### [Short exercise]
Rewrite the data beginning with the line that contains "task: segment the hydrangea flower head" and continuing through the line that contains "159 24 L 145", swapping "hydrangea flower head" for "hydrangea blossom" and leaving everything else unchanged.

══ Materials provided

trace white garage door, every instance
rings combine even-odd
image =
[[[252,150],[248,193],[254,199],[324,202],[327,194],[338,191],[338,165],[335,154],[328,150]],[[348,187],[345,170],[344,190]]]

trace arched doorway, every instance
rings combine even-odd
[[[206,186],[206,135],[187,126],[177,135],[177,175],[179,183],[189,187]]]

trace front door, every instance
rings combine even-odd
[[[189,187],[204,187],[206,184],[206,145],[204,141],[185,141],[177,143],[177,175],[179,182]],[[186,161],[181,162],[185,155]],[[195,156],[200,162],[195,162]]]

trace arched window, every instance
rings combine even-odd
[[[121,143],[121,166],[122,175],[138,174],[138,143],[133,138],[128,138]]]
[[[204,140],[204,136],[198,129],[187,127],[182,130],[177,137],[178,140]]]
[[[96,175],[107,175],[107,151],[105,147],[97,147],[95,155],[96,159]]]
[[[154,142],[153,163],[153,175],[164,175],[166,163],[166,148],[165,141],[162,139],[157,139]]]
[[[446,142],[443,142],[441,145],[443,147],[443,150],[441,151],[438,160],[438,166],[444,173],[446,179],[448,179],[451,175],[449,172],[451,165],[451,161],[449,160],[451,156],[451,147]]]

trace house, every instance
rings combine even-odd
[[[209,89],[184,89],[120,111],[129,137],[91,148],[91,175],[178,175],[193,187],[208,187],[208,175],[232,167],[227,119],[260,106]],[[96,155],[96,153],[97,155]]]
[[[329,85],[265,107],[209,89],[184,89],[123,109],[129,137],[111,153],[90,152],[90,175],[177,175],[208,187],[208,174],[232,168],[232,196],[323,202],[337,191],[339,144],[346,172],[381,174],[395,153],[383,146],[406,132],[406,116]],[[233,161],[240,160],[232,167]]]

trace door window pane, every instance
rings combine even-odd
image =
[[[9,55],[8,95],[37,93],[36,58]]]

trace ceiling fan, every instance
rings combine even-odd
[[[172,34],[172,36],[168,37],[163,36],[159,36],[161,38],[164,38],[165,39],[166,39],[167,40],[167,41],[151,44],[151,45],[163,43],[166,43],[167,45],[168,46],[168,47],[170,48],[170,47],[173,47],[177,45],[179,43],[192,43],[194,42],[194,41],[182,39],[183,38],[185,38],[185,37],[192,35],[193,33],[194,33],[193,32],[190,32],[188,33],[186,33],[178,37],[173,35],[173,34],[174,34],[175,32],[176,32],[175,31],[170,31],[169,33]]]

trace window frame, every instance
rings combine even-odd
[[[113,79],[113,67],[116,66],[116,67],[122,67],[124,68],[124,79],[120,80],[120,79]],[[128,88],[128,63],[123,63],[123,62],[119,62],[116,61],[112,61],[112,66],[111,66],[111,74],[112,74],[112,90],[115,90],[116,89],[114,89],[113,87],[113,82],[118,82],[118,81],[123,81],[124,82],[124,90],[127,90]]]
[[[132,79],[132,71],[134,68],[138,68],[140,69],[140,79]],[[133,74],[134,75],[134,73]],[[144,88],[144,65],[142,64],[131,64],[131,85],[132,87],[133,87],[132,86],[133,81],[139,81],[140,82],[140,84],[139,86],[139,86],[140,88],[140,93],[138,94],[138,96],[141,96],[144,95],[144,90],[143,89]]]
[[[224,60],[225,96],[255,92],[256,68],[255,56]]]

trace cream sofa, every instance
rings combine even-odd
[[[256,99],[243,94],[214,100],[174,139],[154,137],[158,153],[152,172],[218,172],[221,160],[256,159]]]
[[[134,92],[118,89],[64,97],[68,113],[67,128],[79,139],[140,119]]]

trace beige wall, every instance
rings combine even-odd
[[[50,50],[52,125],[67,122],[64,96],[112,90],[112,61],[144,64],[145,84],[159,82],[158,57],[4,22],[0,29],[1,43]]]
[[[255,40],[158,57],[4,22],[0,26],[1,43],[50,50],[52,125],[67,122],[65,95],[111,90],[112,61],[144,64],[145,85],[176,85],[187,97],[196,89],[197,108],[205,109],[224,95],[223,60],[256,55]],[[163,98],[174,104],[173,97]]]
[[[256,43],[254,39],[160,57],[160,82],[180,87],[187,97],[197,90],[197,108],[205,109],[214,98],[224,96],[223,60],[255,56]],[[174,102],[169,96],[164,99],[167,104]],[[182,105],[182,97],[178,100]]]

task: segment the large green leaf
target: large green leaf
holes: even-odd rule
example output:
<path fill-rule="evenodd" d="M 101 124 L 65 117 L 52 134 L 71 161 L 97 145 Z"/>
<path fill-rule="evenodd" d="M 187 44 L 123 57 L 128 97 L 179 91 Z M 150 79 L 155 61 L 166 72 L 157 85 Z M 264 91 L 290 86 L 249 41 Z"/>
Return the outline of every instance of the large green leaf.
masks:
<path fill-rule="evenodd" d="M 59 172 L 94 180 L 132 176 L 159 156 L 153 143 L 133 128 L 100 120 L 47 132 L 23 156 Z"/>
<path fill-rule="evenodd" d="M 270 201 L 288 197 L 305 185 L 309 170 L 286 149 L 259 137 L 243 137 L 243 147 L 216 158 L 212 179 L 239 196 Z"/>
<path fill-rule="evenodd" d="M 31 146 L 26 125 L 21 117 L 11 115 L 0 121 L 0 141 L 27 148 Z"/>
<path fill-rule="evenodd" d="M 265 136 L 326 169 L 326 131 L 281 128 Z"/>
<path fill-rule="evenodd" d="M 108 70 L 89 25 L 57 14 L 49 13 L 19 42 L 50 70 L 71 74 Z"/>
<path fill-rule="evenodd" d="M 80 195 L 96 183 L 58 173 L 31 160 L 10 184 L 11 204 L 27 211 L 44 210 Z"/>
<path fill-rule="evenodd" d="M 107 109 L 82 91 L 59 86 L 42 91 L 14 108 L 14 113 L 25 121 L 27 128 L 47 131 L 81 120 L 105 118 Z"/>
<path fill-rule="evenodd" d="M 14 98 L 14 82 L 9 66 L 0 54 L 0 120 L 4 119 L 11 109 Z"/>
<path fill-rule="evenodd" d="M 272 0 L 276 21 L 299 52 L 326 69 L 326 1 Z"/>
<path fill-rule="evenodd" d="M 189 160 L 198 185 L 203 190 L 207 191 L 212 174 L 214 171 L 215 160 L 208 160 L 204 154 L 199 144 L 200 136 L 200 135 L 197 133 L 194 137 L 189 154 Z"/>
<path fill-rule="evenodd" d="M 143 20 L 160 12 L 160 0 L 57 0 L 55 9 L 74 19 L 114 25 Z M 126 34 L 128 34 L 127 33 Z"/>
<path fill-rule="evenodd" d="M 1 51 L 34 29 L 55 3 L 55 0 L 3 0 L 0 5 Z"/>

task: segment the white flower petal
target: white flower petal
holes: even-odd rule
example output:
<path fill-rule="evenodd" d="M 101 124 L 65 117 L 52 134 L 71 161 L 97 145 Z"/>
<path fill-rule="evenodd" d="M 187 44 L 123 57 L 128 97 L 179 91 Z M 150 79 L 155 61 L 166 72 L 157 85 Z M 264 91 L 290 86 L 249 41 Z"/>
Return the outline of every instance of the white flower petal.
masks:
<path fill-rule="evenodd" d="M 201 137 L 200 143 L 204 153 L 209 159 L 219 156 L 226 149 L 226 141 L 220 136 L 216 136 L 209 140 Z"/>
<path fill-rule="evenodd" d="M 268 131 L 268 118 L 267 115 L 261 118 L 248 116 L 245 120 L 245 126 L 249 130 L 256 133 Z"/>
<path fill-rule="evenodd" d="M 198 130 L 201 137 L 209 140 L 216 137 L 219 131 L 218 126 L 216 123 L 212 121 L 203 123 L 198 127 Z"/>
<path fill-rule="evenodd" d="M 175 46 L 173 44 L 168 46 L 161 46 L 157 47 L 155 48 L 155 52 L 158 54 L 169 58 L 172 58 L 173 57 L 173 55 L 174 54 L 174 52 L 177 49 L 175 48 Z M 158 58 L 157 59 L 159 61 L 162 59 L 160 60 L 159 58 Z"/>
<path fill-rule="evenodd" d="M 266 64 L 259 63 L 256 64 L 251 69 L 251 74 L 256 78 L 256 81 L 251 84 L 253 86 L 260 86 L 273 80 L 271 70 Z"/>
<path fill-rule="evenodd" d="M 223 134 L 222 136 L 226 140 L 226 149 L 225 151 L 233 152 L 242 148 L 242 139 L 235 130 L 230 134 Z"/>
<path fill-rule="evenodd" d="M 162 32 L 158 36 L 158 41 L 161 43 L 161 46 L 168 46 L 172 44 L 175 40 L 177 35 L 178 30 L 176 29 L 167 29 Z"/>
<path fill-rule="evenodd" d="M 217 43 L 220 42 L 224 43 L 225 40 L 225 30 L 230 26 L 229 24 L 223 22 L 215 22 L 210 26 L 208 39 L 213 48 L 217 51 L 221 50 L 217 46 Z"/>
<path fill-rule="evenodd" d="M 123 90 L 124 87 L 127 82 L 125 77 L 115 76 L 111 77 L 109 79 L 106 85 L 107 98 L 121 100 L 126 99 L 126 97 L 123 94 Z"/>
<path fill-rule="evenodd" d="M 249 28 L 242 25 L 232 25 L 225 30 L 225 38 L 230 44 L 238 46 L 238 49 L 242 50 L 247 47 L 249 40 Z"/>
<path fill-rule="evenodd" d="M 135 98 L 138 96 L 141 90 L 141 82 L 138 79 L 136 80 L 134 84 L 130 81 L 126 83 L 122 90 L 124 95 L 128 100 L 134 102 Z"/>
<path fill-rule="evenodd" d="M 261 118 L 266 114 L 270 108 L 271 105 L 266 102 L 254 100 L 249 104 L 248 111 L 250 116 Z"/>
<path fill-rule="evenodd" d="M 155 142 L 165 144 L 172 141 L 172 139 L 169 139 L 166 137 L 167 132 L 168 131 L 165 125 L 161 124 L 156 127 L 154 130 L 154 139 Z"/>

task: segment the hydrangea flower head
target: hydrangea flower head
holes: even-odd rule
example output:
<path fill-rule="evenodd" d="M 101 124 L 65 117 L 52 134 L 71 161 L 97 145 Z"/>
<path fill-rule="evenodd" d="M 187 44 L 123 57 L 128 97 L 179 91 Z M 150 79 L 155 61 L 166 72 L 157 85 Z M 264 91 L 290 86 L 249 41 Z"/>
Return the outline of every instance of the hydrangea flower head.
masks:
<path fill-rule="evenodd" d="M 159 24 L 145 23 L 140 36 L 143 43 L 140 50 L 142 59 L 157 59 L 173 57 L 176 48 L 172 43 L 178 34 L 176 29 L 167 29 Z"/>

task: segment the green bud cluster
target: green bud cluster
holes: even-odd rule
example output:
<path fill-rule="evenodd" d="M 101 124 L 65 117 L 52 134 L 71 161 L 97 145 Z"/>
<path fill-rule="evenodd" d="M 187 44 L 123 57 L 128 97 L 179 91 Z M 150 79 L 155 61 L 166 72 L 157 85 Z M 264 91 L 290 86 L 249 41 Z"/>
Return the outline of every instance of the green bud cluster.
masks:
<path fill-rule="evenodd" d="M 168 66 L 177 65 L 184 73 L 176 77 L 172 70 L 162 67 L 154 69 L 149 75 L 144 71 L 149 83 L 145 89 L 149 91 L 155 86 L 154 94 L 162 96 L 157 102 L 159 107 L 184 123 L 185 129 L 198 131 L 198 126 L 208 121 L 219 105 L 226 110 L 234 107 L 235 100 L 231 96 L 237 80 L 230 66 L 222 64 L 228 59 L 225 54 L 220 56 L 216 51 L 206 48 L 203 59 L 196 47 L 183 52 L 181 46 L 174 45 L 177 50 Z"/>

════

### [Task response]
task: segment the hydrangea blossom
target: hydrangea blossom
holes: even-odd rule
example output:
<path fill-rule="evenodd" d="M 101 124 L 65 117 L 52 134 L 71 161 L 97 145 Z"/>
<path fill-rule="evenodd" d="M 187 44 L 123 57 L 128 97 L 179 91 Z M 150 79 L 155 61 L 166 72 L 157 85 Z M 264 91 L 290 86 L 249 41 Z"/>
Return the outline of every instance of the hydrangea blossom.
masks:
<path fill-rule="evenodd" d="M 159 24 L 145 23 L 140 36 L 143 43 L 140 50 L 142 59 L 157 59 L 173 57 L 176 48 L 172 43 L 178 34 L 176 29 L 167 29 Z"/>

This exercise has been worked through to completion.